Pílula azul ou vermelha?
Vivemos
em uma nação na qual, mesmo após mais de meio século, a terra ainda
devolve com fartura tudo o que nela se planta. Não somos vitimados por
catástrofes naturais. Somos dotados de grande simpatia e predisposição
ao trabalho. Então, por que sermos medíocres?
O
que nos impede de reproduzir em larga escala a criatividade de nossa
publicidade, a inteligência de nosso design, a beleza de nossa moda, a
eficiência de nossa agroindústria da soja, a ousadia de milhões de
pessoas que teimam em se manter vivas com um punhado de reais ao longo
de todo um mês?

→ O QUE SE PEDE:
1. Com base no trecho do documento, explique por que ele pergunta "por que sermos medíocres?".
2. Transforme em lista numerada as linhas da listagem de dados que vão do início até a linha que contém "50], [156, 209]]", incluindo as duas pontas e deixando de fora as linhas em branco.

Listagem de dados
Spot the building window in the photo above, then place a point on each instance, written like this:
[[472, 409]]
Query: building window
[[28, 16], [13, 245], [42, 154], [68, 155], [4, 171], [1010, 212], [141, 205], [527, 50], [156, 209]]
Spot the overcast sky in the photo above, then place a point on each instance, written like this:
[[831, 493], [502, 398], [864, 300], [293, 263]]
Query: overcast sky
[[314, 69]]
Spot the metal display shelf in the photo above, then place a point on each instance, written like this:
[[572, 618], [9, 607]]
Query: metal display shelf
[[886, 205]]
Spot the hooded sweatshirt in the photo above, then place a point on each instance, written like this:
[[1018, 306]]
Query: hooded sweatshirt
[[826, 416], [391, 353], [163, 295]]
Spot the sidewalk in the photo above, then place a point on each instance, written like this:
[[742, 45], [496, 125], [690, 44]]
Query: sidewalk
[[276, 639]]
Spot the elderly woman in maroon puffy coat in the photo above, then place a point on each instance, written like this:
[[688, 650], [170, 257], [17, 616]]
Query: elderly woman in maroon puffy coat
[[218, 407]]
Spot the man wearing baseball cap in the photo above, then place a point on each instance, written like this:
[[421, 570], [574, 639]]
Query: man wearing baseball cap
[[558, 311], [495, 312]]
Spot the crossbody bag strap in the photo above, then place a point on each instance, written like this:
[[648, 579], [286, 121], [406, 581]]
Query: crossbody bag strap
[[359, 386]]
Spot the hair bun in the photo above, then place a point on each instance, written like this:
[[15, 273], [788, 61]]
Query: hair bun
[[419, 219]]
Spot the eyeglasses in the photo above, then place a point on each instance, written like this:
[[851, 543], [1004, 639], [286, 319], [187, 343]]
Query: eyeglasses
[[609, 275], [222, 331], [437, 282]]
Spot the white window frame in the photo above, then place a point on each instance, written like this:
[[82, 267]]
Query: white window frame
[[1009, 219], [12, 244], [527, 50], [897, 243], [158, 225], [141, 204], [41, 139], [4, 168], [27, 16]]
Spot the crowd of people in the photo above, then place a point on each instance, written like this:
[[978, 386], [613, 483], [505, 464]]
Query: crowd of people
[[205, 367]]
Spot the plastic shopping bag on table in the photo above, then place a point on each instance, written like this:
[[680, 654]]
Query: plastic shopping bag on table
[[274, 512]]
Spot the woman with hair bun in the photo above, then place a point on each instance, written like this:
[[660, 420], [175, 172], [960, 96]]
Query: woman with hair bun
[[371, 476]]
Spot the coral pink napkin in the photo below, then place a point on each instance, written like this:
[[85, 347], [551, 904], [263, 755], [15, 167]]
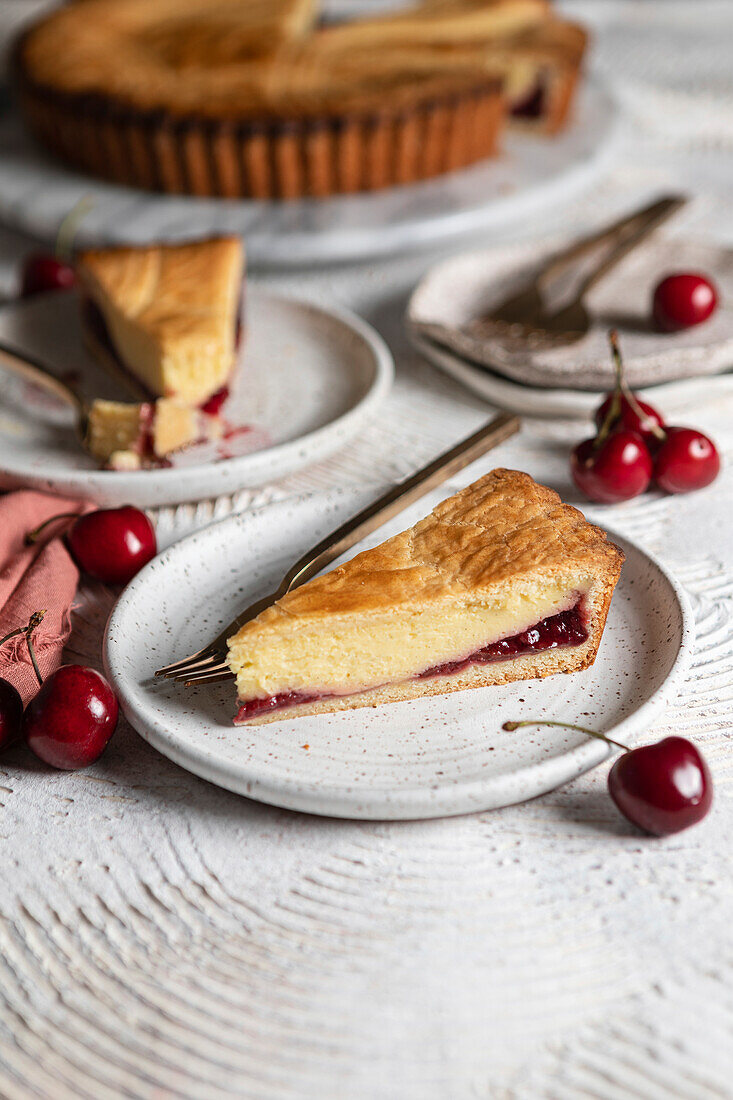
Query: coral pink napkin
[[31, 579]]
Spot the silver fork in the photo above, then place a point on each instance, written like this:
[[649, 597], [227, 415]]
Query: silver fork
[[525, 321], [209, 664]]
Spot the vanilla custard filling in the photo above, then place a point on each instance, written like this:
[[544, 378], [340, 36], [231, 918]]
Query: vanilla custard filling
[[199, 366], [354, 655]]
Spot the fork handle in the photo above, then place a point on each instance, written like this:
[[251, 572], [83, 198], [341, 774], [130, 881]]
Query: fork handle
[[653, 215], [400, 497], [32, 369]]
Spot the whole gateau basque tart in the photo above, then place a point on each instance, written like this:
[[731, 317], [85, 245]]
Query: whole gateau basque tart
[[501, 582], [256, 98]]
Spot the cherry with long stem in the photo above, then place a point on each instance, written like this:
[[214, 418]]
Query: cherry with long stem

→ AS SOLUÇÕES:
1. Porque, segundo o trecho, a terra ainda devolve com fartura tudo o que nela se planta, mesmo após mais de meio século. O país também não é vitimado por catástrofes naturais, e seu povo é dotado de grande simpatia e predisposição ao trabalho. Com tudo isso a favor, a mediocridade não teria razão de ser.

2.
1. Spot the building window in the photo above, then place a point on each instance, written like this:
2. [[472, 409]]
3. Query: building window
4. [[28, 16], [13, 245], [42, 154], [68, 155], [4, 171], [1010, 212], [141, 205], [527, 50], [156, 209]]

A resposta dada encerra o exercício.